▶ **AVAILABLE DATA**
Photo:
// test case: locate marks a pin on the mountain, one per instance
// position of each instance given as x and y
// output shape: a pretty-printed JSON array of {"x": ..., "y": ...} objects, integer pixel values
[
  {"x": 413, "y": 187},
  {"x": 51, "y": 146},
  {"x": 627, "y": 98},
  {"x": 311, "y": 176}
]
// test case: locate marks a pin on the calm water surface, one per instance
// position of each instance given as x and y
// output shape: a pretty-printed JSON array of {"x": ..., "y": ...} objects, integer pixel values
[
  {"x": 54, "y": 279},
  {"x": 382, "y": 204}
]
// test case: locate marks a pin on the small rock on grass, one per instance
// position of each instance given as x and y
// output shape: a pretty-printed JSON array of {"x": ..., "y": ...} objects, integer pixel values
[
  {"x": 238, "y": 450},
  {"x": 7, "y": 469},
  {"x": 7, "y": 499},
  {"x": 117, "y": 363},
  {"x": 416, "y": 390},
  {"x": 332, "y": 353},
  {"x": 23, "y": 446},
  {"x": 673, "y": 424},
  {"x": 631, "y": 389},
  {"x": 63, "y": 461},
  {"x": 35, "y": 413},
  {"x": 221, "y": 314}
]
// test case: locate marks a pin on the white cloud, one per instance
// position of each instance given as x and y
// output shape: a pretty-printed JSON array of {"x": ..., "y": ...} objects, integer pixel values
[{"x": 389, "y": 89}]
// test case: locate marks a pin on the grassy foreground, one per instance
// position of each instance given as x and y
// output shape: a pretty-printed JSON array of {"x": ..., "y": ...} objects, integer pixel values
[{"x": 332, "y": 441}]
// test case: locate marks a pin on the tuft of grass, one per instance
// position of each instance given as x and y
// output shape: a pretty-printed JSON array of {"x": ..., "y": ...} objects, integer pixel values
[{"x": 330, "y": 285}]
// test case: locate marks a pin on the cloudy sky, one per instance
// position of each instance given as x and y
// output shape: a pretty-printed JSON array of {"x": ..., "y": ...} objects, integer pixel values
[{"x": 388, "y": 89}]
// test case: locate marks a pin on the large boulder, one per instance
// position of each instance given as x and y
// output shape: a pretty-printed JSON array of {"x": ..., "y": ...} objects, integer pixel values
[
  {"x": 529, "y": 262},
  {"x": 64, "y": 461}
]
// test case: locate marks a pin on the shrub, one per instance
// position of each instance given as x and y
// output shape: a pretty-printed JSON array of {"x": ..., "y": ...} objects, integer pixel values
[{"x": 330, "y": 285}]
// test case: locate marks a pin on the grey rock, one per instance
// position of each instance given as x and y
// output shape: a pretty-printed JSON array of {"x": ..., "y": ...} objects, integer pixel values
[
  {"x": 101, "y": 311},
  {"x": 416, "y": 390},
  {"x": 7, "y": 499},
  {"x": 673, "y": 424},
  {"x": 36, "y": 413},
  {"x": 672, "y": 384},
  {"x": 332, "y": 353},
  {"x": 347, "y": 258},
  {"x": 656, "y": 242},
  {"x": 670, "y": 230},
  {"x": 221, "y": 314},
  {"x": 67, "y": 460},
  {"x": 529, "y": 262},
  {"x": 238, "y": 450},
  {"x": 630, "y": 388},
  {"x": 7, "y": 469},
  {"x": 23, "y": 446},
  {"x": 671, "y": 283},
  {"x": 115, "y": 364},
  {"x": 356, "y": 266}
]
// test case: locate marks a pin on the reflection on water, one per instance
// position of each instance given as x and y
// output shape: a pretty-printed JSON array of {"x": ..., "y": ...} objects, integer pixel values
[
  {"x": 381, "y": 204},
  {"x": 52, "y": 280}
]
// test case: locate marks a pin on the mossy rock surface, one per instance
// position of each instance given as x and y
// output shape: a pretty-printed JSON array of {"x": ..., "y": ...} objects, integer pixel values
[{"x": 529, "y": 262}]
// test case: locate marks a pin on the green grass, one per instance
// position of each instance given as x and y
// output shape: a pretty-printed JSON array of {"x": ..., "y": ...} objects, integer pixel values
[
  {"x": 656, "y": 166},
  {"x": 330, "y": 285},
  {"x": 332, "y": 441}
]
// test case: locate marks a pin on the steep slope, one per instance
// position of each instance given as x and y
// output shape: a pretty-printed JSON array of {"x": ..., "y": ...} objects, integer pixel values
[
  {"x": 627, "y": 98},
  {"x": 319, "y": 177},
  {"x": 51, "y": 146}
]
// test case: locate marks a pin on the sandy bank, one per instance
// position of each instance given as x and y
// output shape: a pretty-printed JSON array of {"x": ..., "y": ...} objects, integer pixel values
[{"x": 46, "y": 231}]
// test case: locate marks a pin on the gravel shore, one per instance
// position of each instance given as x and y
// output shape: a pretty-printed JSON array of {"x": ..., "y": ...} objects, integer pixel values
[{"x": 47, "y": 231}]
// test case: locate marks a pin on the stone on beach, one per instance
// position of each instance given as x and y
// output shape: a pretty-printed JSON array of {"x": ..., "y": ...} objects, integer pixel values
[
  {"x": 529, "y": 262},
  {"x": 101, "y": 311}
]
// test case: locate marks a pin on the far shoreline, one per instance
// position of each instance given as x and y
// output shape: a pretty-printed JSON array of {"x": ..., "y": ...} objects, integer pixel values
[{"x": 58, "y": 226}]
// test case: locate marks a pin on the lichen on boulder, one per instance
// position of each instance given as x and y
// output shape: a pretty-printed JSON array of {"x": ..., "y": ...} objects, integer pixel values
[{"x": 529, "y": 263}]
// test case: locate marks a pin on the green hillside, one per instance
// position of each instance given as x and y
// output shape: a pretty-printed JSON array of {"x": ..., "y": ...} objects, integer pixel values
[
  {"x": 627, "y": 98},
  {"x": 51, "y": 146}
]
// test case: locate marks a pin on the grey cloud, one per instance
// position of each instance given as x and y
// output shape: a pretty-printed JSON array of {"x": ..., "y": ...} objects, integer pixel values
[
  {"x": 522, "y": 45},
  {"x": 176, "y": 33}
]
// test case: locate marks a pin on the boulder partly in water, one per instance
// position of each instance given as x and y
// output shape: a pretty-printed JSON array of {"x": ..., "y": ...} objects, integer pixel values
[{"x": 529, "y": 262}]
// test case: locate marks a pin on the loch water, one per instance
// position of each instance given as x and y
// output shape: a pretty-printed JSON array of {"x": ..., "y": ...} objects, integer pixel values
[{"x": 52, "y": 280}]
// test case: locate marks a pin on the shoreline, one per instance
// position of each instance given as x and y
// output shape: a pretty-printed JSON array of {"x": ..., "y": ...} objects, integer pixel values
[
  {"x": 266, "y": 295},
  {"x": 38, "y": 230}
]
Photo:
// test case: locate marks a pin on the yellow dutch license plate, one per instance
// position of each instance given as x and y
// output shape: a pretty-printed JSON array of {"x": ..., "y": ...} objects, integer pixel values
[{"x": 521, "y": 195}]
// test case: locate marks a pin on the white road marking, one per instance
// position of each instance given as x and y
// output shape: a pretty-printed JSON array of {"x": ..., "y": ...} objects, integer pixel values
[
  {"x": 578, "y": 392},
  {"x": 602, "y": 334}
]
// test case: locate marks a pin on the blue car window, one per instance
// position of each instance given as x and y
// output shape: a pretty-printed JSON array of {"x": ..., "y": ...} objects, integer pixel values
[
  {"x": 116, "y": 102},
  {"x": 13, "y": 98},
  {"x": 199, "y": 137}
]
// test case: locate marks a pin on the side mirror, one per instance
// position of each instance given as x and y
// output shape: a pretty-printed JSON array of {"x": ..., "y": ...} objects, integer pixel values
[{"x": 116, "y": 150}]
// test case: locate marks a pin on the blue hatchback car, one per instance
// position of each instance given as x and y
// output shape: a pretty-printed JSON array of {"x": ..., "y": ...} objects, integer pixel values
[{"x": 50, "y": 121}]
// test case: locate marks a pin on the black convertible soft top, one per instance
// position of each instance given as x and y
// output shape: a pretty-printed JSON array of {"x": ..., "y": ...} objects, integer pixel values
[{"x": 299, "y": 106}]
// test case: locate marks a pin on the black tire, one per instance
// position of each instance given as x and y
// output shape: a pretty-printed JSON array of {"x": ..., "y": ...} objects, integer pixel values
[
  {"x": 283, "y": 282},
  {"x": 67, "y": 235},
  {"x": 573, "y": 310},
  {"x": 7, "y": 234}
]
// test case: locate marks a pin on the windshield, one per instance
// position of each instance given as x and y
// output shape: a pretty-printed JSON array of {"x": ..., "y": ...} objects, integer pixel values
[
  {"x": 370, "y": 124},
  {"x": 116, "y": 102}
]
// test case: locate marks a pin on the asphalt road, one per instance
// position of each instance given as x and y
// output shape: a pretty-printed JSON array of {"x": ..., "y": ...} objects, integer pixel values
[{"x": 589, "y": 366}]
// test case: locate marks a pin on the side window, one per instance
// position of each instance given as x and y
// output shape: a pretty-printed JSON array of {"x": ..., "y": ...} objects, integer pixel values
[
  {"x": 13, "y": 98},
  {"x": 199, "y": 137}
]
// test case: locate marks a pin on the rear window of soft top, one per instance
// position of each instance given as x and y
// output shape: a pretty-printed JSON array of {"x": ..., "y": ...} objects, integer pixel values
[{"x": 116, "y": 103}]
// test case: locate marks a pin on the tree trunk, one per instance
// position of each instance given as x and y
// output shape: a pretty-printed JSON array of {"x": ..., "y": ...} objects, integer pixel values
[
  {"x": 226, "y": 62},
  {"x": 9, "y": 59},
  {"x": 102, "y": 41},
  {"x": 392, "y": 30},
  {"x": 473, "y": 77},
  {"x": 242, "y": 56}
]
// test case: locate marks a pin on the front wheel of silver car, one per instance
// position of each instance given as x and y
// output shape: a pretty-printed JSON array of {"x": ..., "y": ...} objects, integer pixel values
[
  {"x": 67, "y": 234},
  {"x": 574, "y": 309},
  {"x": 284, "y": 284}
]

▶ **WHAT THIS TASK INVOLVES**
Pull every line containing "blue" out of the material and copy it.

▶ **RESPONSE**
// test case: locate marks a pin on the blue car window, one per instance
// test case: locate marks a pin on the blue hatchback car, one per instance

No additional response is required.